◆ TASK STATEMENT
Update the data below so that each "spot" reads "find", leaving everything else unchanged.

Object location annotation data:

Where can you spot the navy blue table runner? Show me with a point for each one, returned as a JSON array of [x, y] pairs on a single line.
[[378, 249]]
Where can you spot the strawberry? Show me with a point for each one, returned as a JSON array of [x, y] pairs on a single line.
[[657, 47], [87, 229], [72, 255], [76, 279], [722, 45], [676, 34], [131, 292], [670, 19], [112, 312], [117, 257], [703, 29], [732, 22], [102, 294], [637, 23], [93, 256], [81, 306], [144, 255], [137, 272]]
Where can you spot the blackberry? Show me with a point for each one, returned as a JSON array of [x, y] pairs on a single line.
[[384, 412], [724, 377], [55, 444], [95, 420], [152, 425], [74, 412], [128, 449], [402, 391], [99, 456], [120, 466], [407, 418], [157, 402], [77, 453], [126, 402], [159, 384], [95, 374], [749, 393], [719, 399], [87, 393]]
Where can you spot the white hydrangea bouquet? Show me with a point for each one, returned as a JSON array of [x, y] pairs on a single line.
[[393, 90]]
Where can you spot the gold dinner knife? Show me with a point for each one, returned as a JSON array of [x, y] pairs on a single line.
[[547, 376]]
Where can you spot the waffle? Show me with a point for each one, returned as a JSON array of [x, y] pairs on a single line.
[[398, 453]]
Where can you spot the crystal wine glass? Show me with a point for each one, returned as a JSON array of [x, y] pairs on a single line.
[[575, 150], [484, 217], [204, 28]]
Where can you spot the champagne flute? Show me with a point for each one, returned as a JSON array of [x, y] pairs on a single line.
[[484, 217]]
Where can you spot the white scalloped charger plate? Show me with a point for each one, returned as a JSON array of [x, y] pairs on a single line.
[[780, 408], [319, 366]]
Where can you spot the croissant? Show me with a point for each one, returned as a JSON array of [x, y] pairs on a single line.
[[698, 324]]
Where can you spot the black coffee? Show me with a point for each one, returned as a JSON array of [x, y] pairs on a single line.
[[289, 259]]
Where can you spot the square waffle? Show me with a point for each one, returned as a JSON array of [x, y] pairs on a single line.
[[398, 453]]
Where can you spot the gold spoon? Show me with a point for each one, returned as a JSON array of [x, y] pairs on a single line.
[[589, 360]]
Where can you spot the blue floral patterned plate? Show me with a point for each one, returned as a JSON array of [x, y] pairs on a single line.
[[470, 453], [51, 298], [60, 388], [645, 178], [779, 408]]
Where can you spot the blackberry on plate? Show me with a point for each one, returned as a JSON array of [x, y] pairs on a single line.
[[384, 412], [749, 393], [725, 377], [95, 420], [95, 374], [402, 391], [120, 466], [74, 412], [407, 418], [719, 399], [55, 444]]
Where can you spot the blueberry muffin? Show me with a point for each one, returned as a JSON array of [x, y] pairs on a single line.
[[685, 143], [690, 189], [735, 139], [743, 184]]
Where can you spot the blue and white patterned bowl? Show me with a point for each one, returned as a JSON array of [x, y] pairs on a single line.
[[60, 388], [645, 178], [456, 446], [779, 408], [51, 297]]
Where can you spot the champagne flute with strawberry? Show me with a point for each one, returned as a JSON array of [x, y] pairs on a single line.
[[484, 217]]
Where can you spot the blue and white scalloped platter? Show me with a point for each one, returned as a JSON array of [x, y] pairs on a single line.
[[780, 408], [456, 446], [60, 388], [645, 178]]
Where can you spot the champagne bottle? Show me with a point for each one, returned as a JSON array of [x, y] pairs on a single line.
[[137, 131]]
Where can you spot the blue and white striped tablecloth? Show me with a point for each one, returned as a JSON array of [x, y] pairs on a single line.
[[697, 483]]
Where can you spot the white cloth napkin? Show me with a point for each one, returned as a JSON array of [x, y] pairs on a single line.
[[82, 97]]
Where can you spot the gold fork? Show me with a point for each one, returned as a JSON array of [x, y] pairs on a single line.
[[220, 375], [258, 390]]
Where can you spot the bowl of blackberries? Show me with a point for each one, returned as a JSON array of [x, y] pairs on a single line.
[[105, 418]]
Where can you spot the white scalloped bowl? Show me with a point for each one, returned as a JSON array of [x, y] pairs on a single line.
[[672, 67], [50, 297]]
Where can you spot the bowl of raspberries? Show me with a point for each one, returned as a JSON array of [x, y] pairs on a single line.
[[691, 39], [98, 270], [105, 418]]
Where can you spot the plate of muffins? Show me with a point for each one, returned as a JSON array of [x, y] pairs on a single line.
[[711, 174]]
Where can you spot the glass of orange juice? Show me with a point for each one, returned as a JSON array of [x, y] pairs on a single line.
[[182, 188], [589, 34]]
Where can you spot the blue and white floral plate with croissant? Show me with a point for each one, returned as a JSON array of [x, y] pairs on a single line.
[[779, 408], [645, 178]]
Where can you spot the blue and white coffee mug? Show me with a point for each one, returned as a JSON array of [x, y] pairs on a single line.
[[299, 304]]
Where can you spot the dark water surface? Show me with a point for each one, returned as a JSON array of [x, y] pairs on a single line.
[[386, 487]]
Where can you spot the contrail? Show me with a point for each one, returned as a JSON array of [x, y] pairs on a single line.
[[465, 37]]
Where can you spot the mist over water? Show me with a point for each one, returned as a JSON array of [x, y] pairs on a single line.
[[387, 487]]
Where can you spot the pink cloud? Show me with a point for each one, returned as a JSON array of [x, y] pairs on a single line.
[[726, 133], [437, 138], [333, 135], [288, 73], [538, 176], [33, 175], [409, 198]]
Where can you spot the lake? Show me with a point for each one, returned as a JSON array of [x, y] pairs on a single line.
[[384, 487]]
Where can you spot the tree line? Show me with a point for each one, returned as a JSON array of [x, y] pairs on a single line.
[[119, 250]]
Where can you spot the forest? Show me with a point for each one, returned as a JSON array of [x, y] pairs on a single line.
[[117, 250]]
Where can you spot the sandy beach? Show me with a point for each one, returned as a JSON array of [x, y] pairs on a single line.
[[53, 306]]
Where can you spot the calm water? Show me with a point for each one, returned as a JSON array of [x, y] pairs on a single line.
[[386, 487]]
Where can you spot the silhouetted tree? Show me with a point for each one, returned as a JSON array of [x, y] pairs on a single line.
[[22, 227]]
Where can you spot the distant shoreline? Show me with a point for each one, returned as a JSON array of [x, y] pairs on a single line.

◆ EXERCISE RESPONSE
Where can you find the navy blue table runner? Show me with a point for each one, returned as a JSON array of [x, y] pairs on a single line.
[[378, 249]]
Where can you find the strawberry? Show me with a point for each one, returned as a JSON array of [x, y] pairs on a single line.
[[657, 47], [87, 229], [72, 255], [76, 279], [722, 45], [676, 34], [131, 292], [670, 19], [112, 312], [117, 257], [703, 29], [732, 22], [102, 294], [637, 23], [93, 256], [81, 306], [144, 255], [137, 272]]
Where can you find the blackberry? Show me with a point for each one, returned as a JSON array of [x, y] pairs on a single line.
[[384, 412], [724, 377], [55, 444], [95, 420], [152, 425], [74, 412], [128, 449], [402, 391], [99, 456], [120, 466], [407, 418], [157, 402], [77, 453], [126, 402], [159, 384], [95, 374], [749, 393], [719, 399], [87, 393]]
Where can you find the white hydrangea bouquet? Show me with a point for each one, returned as a JSON array of [x, y] pairs on a single line.
[[393, 90]]
Where can you find the gold dinner knife? Show me with a point for each one, returned as a JSON array of [x, y] pairs on a single line.
[[547, 376]]
Where can you find the waffle? Show me with a point for each one, returned as a JSON array of [x, y] pairs on a single line.
[[398, 453]]
Where can you find the crystal wine glass? Show me with a point for each one, returned as a JSON array of [x, y] pairs on a single line.
[[575, 150], [484, 217], [204, 28]]
Where can you find the champagne flute? Show me with a point for each one, returned as a JSON array of [x, y] pairs on a single line.
[[484, 217]]
Where can you find the white scalloped charger plate? Show me with a point for each one, returned as a JSON array of [x, y] pairs on a single line.
[[780, 408], [319, 366]]
Where can you find the croissant? Show me with a point for each one, returned as a JSON array of [x, y] pairs on a single line.
[[698, 324]]
Where can you find the black coffee? Show me with a point for each one, returned as a JSON array of [x, y] pairs on a single line.
[[289, 259]]
Where can you find the square waffle? Show me with a point for each one, returned as a JSON array of [x, y] pairs on a single line.
[[398, 453]]
Where can you find the gold spoon? Show me with a point for each one, returned as a JSON array of [x, y] pairs on a single line.
[[589, 360]]
Where can you find the blue floral patterned plate? Show me with a point for each one, returned as a JSON array of [x, y] pairs on a single line.
[[470, 453], [51, 298], [60, 388], [645, 178], [779, 408]]
Where can you find the blackberry on plate? Show me with a point for each one, returned as a JSON array of [x, y] pairs on a single line.
[[384, 412], [749, 393], [725, 377], [95, 420], [95, 374], [402, 391], [120, 466], [74, 412], [407, 418], [719, 399], [55, 444]]
Where can you find the blueberry muffin? Show me with a point for each one, returned as a JSON array of [x, y] pairs on a single line.
[[685, 143], [690, 189], [735, 139], [743, 184]]
Where can you find the blue and white patterned bowl? Show me with a point for each one, returned as a JSON array of [x, y] pairs on a single line.
[[60, 388], [645, 178], [456, 446], [779, 408], [51, 297]]
Where can you find the champagne flute with strawberry? Show me with a point for each one, returned as a JSON array of [x, y] pairs on a single line.
[[484, 217]]
Where can you find the blue and white scalloped platter? Show me with a point for each one, returned as a JSON array of [x, y] pairs on a single line.
[[780, 408], [456, 446], [60, 388], [645, 178]]
Where can you find the champagne bottle? Show me with a point for each one, returned as a JSON array of [x, y] pairs on a single line.
[[137, 131]]
Where can you find the blue and white striped tablecloth? Show me with a point for each one, returned as a JSON array of [x, y] pairs on a single line.
[[697, 483]]
Where can you find the white cloth napkin? Show me with a point for each one, returned as a JSON array of [x, y] pairs on a single line.
[[82, 97]]
Where can you find the gold fork? Show me with a point for each one, returned as a JSON array of [x, y] pairs on a single line.
[[220, 375], [258, 390]]
Where can you find the bowl of blackberries? Show me with a point for each one, returned as a JSON array of [x, y] pairs on a single line.
[[105, 418]]
Where can you find the white scalloped bowl? Show me with a point for each one, returned as a JSON array of [x, y] pairs on a single line.
[[672, 67], [50, 297]]
Where can you find the bowl of raspberries? Show me with a point for each one, returned as a JSON array of [x, y] pairs on a single line.
[[691, 39], [98, 270], [105, 418]]
Where can you find the plate of muffins? Show me with a point for each one, returned as a JSON array of [x, y] pairs on a single line.
[[711, 174]]
Where can you find the glass of orange juice? Show me with a point for each one, returned as a JSON array of [x, y] pairs on a single line.
[[182, 188], [589, 34]]
Where can you find the blue and white floral plate with croissant? Show me with a point for each one, returned as a JSON array of [x, y] pairs on a single line.
[[779, 408], [645, 178]]
Where can you find the blue and white coffee mug? Show me with a point for each one, returned as a JSON array of [x, y] pairs on a single line.
[[299, 304]]
Where can you find the dark water surface? Show me with a point for each one, returned as a JSON array of [x, y] pairs on a single line.
[[386, 487]]
Where can you find the contrail? Show me with a point for each one, returned as a JSON array of [x, y] pairs on a single line.
[[465, 37]]
Where can you find the mist over water? Show me with a point for each one, returned as a JSON array of [x, y] pairs on a single line.
[[387, 487]]
Where can you find the pink cloud? Show me with a point for each one, returned as a JSON array of [x, y] pairs on a single line.
[[726, 133], [437, 138], [333, 135], [288, 73], [538, 176], [33, 175], [409, 198]]
Where can you find the lake? Show me with a point for each one, returned as a JSON array of [x, y] pairs on a single line.
[[384, 487]]
Where can you find the tree line? Show me with a point for each one, returned as a JSON array of [x, y] pairs on a single line.
[[119, 250]]
Where can you find the forest? Show me with a point for each one, returned as a JSON array of [x, y] pairs on a single line.
[[117, 250]]
Where can you find the sandy beach? Show me with a point for each one, returned as a JSON array of [x, y] pairs on a single line.
[[53, 306]]
Where can you find the calm water? Show me with a point for each one, returned as a JSON array of [x, y] pairs on a single line.
[[386, 487]]
Where can you find the silhouetted tree? Show me with a point for each one, returned as a JSON array of [x, y] pairs on a single line.
[[22, 227]]
Where can you find the distant shoreline? Show me with a point for each one, returned as a JSON array of [x, y] pairs on a single line.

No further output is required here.